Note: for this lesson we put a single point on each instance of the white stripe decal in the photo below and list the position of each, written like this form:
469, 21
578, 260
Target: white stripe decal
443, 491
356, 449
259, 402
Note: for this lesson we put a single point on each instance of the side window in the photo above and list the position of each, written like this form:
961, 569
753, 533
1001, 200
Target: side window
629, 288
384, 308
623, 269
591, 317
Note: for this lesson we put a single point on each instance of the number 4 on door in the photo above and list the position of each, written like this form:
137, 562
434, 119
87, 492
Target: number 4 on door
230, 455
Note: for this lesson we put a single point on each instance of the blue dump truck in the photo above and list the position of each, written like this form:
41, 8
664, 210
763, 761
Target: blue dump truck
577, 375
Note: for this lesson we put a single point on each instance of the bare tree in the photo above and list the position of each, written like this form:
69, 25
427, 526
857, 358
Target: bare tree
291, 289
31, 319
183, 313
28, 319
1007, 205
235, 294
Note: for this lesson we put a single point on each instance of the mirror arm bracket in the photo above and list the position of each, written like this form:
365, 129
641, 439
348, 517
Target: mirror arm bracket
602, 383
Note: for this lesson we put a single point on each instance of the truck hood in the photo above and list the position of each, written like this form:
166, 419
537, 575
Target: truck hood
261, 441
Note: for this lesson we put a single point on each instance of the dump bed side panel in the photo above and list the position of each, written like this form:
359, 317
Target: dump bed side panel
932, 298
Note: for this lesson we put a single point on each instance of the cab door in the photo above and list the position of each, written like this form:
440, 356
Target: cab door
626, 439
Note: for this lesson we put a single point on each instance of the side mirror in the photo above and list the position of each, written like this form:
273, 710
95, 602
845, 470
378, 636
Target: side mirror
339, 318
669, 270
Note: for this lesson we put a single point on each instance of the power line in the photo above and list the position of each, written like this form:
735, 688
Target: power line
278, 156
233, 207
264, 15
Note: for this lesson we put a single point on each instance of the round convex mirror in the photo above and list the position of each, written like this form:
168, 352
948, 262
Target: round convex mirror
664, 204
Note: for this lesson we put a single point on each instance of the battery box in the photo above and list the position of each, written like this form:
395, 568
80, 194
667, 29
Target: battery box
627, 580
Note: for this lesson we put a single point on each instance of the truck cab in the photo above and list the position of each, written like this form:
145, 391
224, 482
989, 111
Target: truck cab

=====

- [Your task]
Copy all of the lines above word for word, keeping their order unchanged.

- [Reply]
Note: for this lesson we put a single point on each instance of the white stripe decal in the photo below and list the position of each, written like this form:
469, 21
578, 260
Target: white stripe decal
443, 491
356, 449
259, 402
Note: for this lesson we put a single point on each instance of the side window in the photo above and list the position of each, written like this form:
961, 569
753, 533
1001, 200
Target: side window
629, 288
384, 308
623, 269
591, 317
Note: for this lesson we put a single point on each instance of the number 4 on door in the photo above and list the position of each, written like this form:
137, 562
434, 119
87, 492
Target: number 4 on door
230, 455
Note: for this lesson we put a single point on each instance of the blue dump truck in the photo above and list the position of each, written like this form:
41, 8
664, 210
763, 761
Target: blue dump truck
577, 375
Note: for this lesson we put a single point on each instance of the bare tree in the photo above and list the position of each, written like this form:
69, 25
427, 526
857, 358
Target: bare tree
291, 289
31, 319
183, 313
28, 319
1007, 205
235, 294
Note: for this lesson we put a single point on each instance of the mirror arm bracket in the photo above and list the position of each, written like this form:
365, 129
641, 439
348, 517
Target: mirror arm bracket
602, 383
Note: for this lesson we put a single point on each instance of the truck hood in the photo above and list the position of each, written like this form:
166, 419
537, 575
Target: truck hood
261, 441
Note: for this lesson we put a single point on each instance of the dump bed side panel in the photo above and list the position of each, written like this form:
359, 317
Target: dump bed side panel
932, 298
Note: for this lesson we put a single point on each instance of the cab door in the photo above and list the position of each, written like this form:
440, 356
Target: cab door
626, 439
Note: for this lesson we put a single point on each instance of the side mirror in the photo above and list the position of each, written like this form:
273, 710
95, 602
845, 470
378, 636
Target: side mirror
339, 318
669, 270
Note: for this lesson we put a single point on each instance of the power line in the photo above and list the position of each, written like this form:
735, 688
Target: power line
278, 156
233, 207
264, 15
Note: for this lesson we put a single point on each instance of the round convex mirror in the photo above and list the position of each, written like this form:
168, 352
948, 262
Target: round convex mirror
664, 204
Note: for this lesson we put a single point on each instance of the battery box in the photo above and list the position of each, written like this form:
395, 568
80, 194
667, 29
Target: battery box
627, 580
Note: for this lesson we put a single point on each instance of the truck cab in the photo above and list the position of each, written like this form:
145, 391
224, 482
989, 111
Target: truck cab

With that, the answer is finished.